■ GIVEN DATA ■
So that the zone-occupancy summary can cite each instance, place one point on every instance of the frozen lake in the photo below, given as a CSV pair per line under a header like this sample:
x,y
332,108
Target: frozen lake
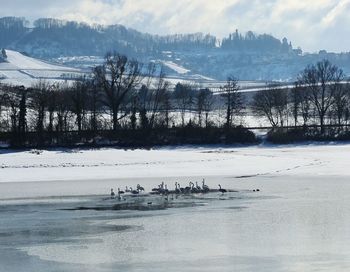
x,y
295,223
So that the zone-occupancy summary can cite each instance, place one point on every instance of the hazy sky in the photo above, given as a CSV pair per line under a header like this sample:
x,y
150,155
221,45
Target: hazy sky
x,y
311,24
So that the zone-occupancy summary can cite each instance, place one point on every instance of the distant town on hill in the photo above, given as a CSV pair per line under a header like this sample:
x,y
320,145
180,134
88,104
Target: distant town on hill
x,y
248,56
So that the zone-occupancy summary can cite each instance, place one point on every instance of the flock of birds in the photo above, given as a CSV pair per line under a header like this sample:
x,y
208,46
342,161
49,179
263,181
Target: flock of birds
x,y
162,189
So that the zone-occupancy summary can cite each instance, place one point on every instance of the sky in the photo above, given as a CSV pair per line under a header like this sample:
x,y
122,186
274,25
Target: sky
x,y
310,24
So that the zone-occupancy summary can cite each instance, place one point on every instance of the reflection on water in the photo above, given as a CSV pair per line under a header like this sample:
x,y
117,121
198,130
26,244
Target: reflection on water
x,y
291,225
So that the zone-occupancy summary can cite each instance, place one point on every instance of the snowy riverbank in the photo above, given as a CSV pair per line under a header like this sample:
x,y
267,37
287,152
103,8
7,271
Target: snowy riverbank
x,y
235,162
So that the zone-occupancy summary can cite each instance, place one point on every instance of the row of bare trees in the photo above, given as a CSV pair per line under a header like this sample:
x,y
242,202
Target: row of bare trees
x,y
321,96
124,95
120,94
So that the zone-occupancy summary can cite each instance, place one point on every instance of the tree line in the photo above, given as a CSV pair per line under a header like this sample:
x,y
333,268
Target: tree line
x,y
125,101
122,97
319,99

■ PROBLEM STATEMENT ■
Can you rewrite all of the material above, changing "zone-occupancy summary" to "area-usage report" everywhere and keeping everything else the same? Omit the pictures from your answer.

■ RESULT OF THIS EXERCISE ■
So that the area-usage report can cite each instance, place one point on every instance of the frozen lake in the photo below, given as a CSV pair per line under a header like this sample:
x,y
332,108
Target: frozen lake
x,y
295,223
So that the area-usage report can cite each instance, place one point on every instance of the hazy sky in the photo above, given as a CSV pair per line under a header like this sample:
x,y
150,155
221,45
Target: hazy sky
x,y
311,24
So that the area-usage report can cite each instance, place one point on every instance of the distant town on hill in the photo above, given as a CSV pair per line under a header like this sample:
x,y
320,145
180,134
88,104
Target: distant town on hill
x,y
248,56
So that the area-usage report can cite each instance, place one point on every instance of the flock of birds in the photo above, given as a CSV pair per line under a header like this sample:
x,y
208,46
342,161
49,179
263,181
Target: flock of birds
x,y
162,189
So that the area-usage report can cite each instance, place one point on every instance of the sky in the photo above, given as a CSV pair per line under a header like this sample:
x,y
122,186
274,25
Target: sky
x,y
310,24
So that the area-usage report can cite each instance, place one point on every instance of the reflection on water in the photo above, given as a CSV pair per line under a header like this sample:
x,y
117,121
198,130
26,244
Target: reflection on water
x,y
291,225
So that the area-usage report can cite each instance, place one point on every instance of the snowy riverbank in the photo above, given as a CSV pair per line under a header like this sample:
x,y
267,37
287,152
103,8
7,271
Target: snowy riverbank
x,y
235,162
So that the area-usage report can cite each instance, place one point on every instance of the row of bare trees in the photo above, given as a CSV pair per line under a header like this sample:
x,y
242,202
Target: row of bare trees
x,y
321,96
124,95
120,94
So that the area-usage report can cite each instance, place one point on every instance of the tree line in the photo above, given as a CSV pair per line under a header like this sample:
x,y
333,268
Target: tree line
x,y
125,101
122,97
319,99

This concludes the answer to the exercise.